**The problem**
Everything from the line containing "Mark the cracked" to the last line of the data below should be copied word for word, and nothing else.
########################################
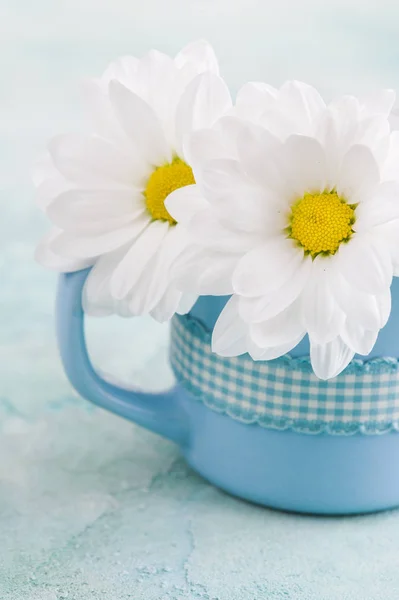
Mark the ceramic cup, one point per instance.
(269, 432)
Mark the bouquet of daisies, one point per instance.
(286, 203)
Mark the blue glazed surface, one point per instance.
(316, 474)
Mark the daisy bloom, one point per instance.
(105, 192)
(297, 216)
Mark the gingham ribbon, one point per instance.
(285, 393)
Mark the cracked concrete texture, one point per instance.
(92, 507)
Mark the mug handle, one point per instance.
(161, 413)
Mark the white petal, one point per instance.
########################################
**Task result**
Mark the cracked concrete texture, one point per instance.
(92, 507)
Mark the mug handle, one point per instance.
(161, 413)
Mark the white petal, one point per instance.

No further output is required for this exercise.